### TASK ITEM
Filter the entries down to the lines holding "distant", then copy those lines.

(Records from a data collection)
------------------------------------------------------------------------
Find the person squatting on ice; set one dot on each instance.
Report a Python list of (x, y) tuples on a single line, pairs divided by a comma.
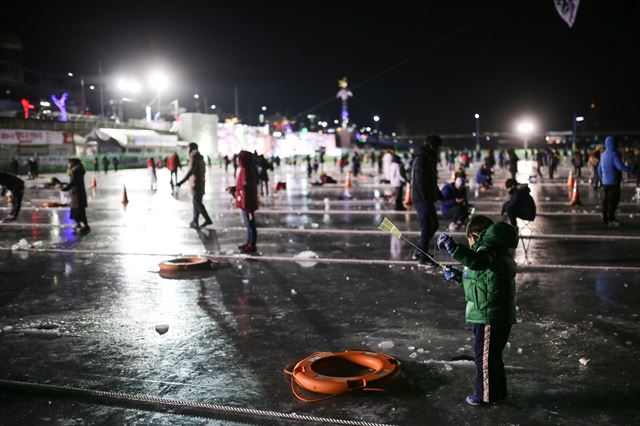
[(610, 170), (520, 204), (16, 185), (196, 176), (488, 279), (78, 196), (247, 198)]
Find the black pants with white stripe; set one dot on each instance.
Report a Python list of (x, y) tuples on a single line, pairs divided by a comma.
[(490, 340)]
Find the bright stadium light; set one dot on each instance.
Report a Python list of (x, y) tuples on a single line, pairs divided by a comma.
[(158, 80), (525, 127)]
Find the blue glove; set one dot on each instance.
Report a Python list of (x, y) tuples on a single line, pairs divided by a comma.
[(451, 273), (447, 242)]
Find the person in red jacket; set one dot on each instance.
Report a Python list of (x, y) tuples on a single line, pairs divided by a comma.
[(173, 164), (247, 198)]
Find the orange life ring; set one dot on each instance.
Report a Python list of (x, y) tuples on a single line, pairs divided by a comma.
[(379, 371), (185, 264)]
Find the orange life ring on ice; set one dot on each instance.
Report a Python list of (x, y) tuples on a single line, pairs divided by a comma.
[(54, 204), (325, 372), (185, 264)]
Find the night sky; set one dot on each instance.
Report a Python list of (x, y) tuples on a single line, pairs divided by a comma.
[(448, 59)]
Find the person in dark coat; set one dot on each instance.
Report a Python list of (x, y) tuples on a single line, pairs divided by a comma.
[(105, 164), (78, 195), (14, 166), (32, 169), (455, 206), (196, 176), (521, 204), (246, 195), (16, 185), (513, 163), (425, 193)]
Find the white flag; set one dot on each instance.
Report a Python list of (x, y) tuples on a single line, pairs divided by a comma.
[(567, 10)]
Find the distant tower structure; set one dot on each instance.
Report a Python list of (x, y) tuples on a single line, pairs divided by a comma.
[(344, 94)]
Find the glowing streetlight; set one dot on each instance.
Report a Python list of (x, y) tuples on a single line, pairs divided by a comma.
[(477, 134), (525, 128), (158, 81)]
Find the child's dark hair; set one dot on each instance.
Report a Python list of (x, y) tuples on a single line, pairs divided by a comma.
[(510, 183), (477, 224)]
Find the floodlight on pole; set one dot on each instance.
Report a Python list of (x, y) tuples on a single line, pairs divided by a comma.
[(477, 133), (525, 128), (159, 82)]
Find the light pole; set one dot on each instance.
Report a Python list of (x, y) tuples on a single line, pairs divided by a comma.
[(159, 82), (525, 128), (196, 101), (263, 108), (477, 116)]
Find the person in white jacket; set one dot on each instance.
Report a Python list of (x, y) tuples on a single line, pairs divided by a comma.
[(397, 177)]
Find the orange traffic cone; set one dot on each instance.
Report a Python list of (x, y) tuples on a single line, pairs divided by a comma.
[(575, 195), (407, 196), (125, 198), (570, 181)]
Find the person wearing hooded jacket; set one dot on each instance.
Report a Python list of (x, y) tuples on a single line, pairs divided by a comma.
[(16, 185), (425, 192), (196, 176), (488, 279), (78, 195), (610, 170), (398, 180), (246, 195), (520, 204)]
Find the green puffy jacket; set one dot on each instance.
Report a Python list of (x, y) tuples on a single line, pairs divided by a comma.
[(488, 276)]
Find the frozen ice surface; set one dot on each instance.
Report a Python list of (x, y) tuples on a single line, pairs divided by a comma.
[(162, 328), (386, 344), (20, 245)]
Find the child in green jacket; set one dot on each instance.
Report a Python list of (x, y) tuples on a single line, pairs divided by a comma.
[(489, 288)]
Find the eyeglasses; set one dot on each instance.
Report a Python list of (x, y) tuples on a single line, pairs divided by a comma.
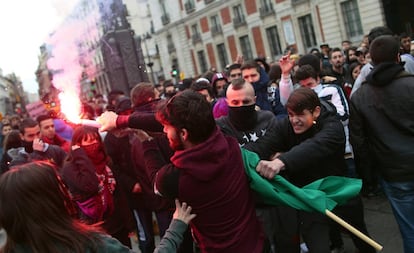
[(251, 76), (235, 75)]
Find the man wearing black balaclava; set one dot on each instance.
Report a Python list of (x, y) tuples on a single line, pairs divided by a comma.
[(248, 125), (33, 148)]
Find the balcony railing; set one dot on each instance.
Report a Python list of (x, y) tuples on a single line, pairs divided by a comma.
[(296, 2), (266, 10), (171, 48), (239, 21), (189, 6), (165, 19), (196, 38), (216, 30)]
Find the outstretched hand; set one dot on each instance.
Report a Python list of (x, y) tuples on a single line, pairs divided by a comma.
[(107, 121), (286, 64), (183, 212), (269, 169)]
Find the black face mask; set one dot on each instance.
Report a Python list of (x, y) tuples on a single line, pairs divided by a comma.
[(28, 146), (243, 117), (169, 95)]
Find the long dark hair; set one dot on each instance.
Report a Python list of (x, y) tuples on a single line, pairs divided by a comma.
[(82, 133), (35, 211)]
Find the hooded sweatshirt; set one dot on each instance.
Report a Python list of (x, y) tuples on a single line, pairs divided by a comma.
[(382, 120), (260, 89), (210, 178)]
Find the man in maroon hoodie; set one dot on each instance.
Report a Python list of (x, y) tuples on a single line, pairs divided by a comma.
[(206, 171)]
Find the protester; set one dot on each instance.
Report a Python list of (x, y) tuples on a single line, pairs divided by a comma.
[(32, 148), (173, 237), (48, 133), (206, 171), (12, 141), (37, 214), (93, 185), (248, 126), (5, 129), (311, 142), (381, 125), (257, 76)]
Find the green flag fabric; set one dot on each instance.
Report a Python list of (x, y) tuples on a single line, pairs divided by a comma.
[(319, 195)]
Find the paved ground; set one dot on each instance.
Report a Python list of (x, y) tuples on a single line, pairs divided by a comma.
[(381, 225)]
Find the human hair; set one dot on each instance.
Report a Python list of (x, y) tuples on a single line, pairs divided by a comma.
[(27, 123), (336, 49), (303, 99), (232, 67), (250, 65), (190, 110), (384, 48), (275, 72), (36, 212), (304, 72), (43, 117), (262, 60), (83, 133), (312, 60), (142, 93), (202, 85), (12, 140), (378, 31), (4, 125), (238, 84)]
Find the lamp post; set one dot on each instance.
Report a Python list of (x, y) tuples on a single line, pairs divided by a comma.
[(145, 37)]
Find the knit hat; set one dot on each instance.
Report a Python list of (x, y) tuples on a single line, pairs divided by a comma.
[(218, 76), (123, 105), (220, 108)]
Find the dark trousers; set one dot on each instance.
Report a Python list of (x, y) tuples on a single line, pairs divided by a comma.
[(353, 213), (292, 224)]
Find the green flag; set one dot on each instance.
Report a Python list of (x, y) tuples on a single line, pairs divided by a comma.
[(320, 195)]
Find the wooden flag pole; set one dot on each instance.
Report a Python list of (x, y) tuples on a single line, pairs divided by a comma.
[(353, 230)]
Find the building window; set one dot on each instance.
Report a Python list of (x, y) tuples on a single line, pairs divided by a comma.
[(196, 36), (215, 24), (222, 55), (238, 16), (202, 61), (165, 17), (246, 47), (307, 32), (352, 20), (266, 8), (189, 6), (274, 42), (170, 44)]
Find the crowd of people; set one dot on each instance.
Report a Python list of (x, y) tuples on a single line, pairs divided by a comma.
[(172, 152)]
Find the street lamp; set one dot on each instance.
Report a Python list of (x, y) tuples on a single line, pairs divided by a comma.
[(146, 37)]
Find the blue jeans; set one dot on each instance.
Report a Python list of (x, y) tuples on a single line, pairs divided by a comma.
[(401, 198)]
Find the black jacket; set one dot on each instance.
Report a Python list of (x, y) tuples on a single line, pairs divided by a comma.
[(315, 154), (382, 121)]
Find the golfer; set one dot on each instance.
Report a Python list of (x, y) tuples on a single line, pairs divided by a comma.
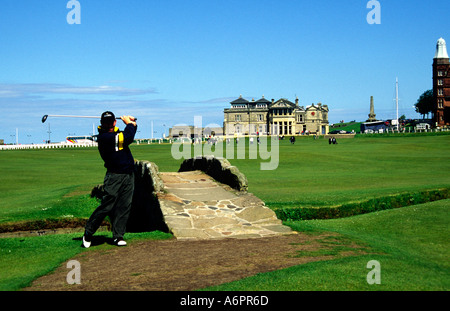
[(119, 179)]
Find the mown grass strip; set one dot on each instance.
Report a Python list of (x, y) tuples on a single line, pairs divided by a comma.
[(357, 208)]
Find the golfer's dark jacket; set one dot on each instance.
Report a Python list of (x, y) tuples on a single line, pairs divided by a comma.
[(114, 150)]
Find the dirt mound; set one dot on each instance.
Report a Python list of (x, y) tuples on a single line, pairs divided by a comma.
[(174, 265)]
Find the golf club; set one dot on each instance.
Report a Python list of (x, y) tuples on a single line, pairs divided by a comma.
[(44, 118)]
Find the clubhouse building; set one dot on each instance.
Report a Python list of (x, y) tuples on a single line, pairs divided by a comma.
[(281, 117)]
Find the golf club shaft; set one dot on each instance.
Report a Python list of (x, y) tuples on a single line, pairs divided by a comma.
[(44, 118)]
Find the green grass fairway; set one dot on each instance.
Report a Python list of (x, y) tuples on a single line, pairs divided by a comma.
[(42, 184), (412, 248)]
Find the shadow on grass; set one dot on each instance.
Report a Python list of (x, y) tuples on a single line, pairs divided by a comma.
[(96, 240)]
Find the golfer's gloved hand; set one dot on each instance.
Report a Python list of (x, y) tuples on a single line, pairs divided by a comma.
[(128, 119)]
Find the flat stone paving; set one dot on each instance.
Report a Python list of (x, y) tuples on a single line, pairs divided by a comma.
[(195, 206)]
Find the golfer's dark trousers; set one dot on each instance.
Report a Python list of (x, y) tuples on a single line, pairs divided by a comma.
[(116, 203)]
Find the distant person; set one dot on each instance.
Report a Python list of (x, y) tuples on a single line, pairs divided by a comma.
[(119, 179)]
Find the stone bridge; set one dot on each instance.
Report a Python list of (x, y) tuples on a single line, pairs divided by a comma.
[(206, 199)]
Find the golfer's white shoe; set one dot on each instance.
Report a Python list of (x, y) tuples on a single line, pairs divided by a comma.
[(86, 242), (120, 242)]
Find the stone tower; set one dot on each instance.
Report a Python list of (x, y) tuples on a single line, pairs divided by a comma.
[(441, 85), (372, 115)]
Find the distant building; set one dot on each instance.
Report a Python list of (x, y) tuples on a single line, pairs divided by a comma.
[(441, 85), (280, 117), (372, 115)]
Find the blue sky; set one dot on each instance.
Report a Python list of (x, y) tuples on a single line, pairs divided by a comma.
[(168, 61)]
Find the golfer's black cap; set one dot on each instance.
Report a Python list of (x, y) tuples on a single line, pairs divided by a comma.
[(107, 118)]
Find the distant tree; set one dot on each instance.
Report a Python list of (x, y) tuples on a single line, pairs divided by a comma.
[(424, 104)]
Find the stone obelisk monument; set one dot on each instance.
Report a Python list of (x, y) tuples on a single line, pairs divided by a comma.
[(372, 115)]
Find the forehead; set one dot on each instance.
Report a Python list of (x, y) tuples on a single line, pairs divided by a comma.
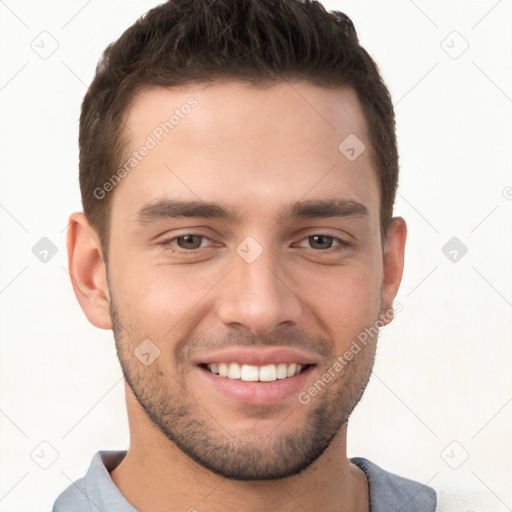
[(248, 146)]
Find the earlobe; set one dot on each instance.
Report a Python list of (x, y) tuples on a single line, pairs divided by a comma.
[(87, 270), (393, 265)]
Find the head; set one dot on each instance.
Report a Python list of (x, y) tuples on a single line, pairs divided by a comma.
[(238, 168)]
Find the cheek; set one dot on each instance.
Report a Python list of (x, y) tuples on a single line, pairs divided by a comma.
[(346, 301)]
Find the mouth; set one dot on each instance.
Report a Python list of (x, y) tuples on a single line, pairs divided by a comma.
[(254, 373), (256, 385)]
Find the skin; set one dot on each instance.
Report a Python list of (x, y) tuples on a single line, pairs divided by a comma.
[(256, 150)]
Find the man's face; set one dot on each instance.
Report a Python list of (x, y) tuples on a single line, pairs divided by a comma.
[(271, 287)]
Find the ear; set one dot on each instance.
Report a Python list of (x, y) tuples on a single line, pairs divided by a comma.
[(88, 271), (393, 266)]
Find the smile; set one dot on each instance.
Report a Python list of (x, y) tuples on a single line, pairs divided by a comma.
[(252, 373)]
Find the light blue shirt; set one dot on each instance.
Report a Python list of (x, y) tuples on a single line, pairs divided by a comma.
[(96, 492)]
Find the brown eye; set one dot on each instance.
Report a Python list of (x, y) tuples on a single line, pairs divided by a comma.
[(189, 241), (321, 241)]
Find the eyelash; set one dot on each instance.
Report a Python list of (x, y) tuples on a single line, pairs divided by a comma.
[(343, 245)]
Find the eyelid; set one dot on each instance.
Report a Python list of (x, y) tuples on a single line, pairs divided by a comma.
[(169, 242)]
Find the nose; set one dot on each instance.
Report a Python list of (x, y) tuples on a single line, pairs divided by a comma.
[(258, 295)]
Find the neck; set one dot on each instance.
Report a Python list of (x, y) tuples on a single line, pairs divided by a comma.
[(157, 475)]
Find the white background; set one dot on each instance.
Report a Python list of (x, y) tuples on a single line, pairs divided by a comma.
[(442, 386)]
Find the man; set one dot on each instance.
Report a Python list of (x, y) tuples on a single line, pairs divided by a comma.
[(238, 168)]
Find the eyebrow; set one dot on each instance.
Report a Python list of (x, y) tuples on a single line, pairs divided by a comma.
[(314, 208)]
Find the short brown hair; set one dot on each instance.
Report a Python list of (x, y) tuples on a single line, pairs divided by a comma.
[(259, 41)]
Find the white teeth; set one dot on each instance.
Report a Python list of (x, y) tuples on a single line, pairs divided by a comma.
[(252, 373), (234, 371), (249, 373), (281, 371), (268, 373)]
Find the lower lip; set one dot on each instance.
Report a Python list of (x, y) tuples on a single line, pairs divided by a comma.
[(258, 393)]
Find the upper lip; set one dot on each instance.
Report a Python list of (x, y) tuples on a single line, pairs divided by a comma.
[(259, 356)]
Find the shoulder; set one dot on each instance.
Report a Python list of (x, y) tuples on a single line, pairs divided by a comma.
[(389, 491), (73, 498)]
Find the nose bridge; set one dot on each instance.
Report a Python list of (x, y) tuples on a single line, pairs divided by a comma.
[(256, 293)]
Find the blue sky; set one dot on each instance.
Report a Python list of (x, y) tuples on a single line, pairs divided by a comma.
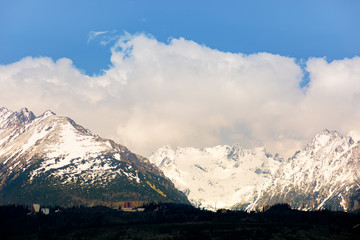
[(187, 73), (299, 29)]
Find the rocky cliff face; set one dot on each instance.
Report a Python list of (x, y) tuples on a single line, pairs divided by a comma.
[(51, 160), (326, 174), (217, 177)]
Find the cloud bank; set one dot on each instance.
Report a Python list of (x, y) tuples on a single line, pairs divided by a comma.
[(181, 93)]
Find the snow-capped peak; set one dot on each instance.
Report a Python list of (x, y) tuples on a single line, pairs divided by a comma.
[(219, 176)]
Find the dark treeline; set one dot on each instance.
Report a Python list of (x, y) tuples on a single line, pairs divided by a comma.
[(177, 221)]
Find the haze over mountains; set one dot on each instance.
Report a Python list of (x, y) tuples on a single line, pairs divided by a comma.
[(51, 160)]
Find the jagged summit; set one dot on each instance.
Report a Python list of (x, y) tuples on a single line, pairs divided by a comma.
[(54, 161), (325, 174), (216, 177)]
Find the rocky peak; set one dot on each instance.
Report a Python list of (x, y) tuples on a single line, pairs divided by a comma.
[(24, 115)]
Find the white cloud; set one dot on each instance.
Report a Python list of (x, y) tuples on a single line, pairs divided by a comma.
[(183, 93)]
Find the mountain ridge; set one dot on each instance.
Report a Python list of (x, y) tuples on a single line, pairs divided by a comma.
[(322, 175), (46, 156)]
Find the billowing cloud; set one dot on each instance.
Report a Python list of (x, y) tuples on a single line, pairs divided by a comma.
[(184, 94)]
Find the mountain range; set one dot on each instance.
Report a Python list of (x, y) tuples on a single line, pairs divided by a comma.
[(51, 160), (326, 174)]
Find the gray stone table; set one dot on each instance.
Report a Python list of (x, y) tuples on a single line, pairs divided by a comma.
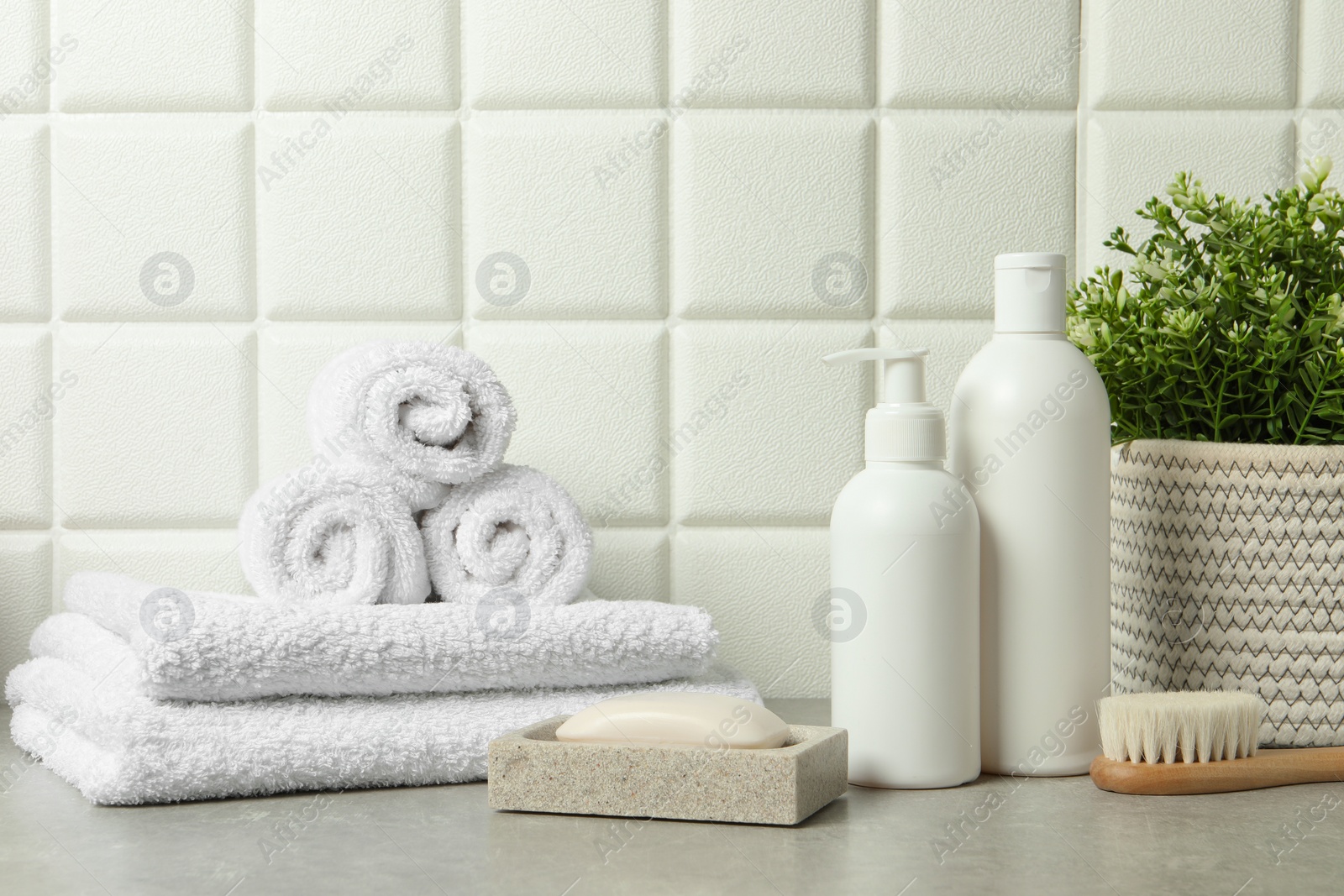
[(994, 836)]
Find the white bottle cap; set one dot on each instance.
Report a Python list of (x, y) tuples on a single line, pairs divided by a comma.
[(1030, 293), (904, 426)]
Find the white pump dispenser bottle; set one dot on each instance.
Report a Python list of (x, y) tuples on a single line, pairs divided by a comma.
[(905, 582), (1032, 443)]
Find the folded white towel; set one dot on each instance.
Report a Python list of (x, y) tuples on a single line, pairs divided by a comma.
[(433, 411), (197, 645), (340, 535), (87, 725), (511, 537)]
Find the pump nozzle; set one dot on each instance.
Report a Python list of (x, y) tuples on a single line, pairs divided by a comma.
[(902, 371), (904, 426)]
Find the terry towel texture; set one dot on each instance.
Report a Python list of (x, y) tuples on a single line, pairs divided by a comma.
[(436, 412), (511, 535), (342, 535), (197, 645), (84, 719)]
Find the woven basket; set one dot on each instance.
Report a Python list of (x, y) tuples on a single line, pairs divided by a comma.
[(1225, 574)]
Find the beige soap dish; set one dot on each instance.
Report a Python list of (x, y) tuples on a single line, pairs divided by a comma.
[(533, 772)]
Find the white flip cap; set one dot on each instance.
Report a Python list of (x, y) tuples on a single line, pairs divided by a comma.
[(1030, 293)]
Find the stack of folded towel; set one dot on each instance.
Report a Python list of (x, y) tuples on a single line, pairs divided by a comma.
[(340, 674)]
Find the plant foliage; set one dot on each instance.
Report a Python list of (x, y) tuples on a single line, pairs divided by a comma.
[(1229, 325)]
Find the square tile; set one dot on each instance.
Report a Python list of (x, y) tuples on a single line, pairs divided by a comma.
[(1321, 134), (289, 356), (358, 217), (772, 53), (33, 398), (566, 215), (152, 219), (26, 570), (615, 54), (951, 344), (27, 63), (160, 430), (1132, 157), (351, 54), (26, 226), (958, 188), (1321, 63), (154, 55), (591, 410), (768, 591), (1196, 54), (763, 430), (205, 559), (773, 215), (969, 54), (631, 564)]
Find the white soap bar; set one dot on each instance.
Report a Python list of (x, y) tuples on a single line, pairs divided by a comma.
[(691, 719)]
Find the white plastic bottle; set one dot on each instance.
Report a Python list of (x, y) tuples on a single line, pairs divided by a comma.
[(905, 553), (1032, 443)]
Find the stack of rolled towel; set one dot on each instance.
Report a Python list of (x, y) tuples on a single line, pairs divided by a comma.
[(342, 673)]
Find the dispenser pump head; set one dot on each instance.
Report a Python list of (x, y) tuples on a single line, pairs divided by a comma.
[(904, 426)]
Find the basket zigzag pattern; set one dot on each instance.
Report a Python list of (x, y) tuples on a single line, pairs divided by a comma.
[(1227, 573)]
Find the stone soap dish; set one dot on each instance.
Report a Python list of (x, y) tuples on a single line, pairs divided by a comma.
[(533, 772)]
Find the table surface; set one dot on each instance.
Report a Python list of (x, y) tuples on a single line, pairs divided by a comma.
[(1001, 836)]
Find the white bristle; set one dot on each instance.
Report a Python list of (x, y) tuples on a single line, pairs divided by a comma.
[(1200, 726)]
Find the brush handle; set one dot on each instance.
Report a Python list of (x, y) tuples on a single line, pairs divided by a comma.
[(1267, 768)]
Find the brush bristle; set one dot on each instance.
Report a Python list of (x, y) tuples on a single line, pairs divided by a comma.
[(1202, 726)]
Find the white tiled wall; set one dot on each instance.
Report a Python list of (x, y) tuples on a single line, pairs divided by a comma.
[(706, 196)]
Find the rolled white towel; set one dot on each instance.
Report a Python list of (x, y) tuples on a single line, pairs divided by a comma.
[(436, 412), (511, 537), (340, 533)]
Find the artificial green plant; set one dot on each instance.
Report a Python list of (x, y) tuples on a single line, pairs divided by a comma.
[(1229, 325)]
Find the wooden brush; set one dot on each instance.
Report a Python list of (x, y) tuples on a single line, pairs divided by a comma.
[(1198, 743)]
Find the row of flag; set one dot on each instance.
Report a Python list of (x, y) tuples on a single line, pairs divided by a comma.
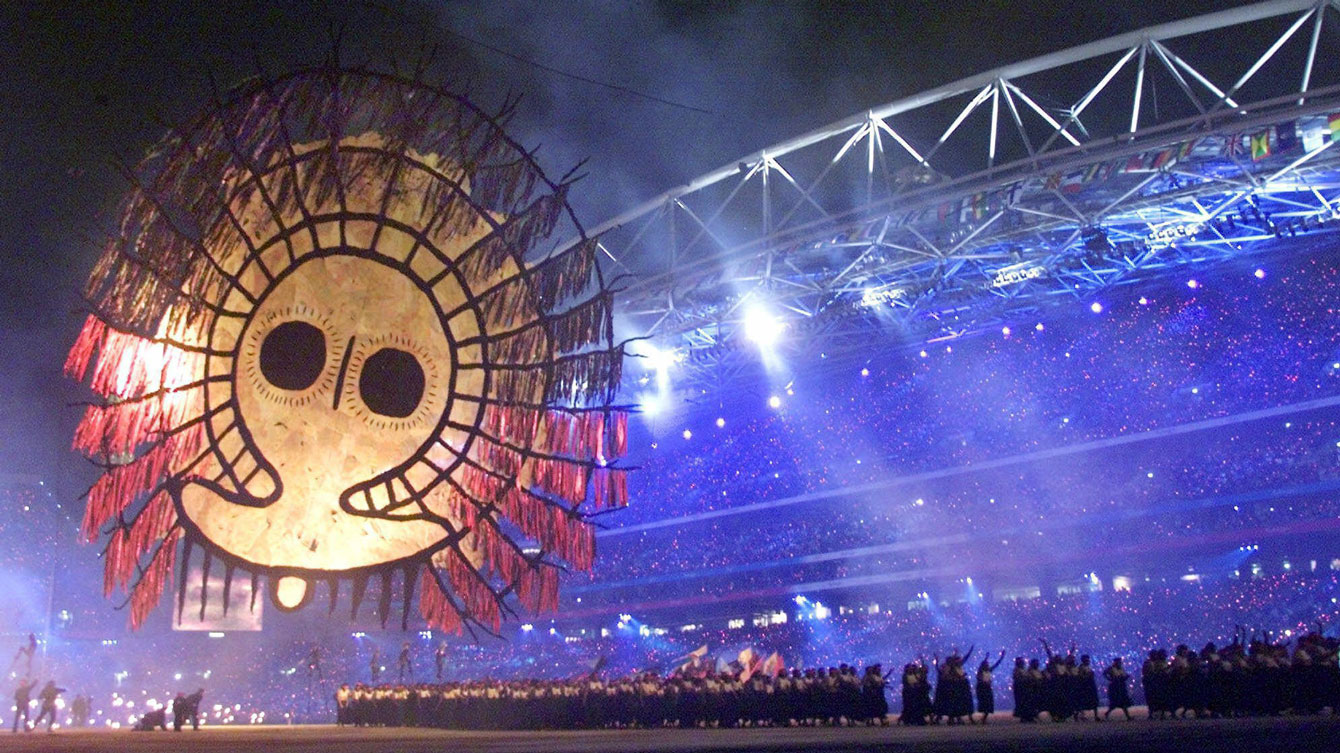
[(747, 665)]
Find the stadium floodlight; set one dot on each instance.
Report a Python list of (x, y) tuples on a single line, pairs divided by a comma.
[(661, 359), (763, 327)]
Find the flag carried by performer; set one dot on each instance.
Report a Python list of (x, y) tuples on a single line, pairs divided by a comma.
[(692, 661), (1261, 145), (749, 663), (596, 666)]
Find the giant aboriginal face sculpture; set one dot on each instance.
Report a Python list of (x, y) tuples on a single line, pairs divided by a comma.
[(332, 342)]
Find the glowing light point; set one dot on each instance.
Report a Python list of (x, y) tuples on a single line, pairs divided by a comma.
[(761, 327)]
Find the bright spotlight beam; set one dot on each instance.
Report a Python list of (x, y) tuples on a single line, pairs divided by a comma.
[(763, 327)]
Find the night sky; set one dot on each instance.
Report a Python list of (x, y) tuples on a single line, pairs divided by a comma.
[(87, 86)]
------------------------------------------------------------------------
### RESPONSE TO THIS TASK
Find the distant tower structure; set one dot on each instance.
Find the distant person; set one dot on each instance.
Find the distant building; set one dot on each instance.
Find the distant tree; set one dot on each instance.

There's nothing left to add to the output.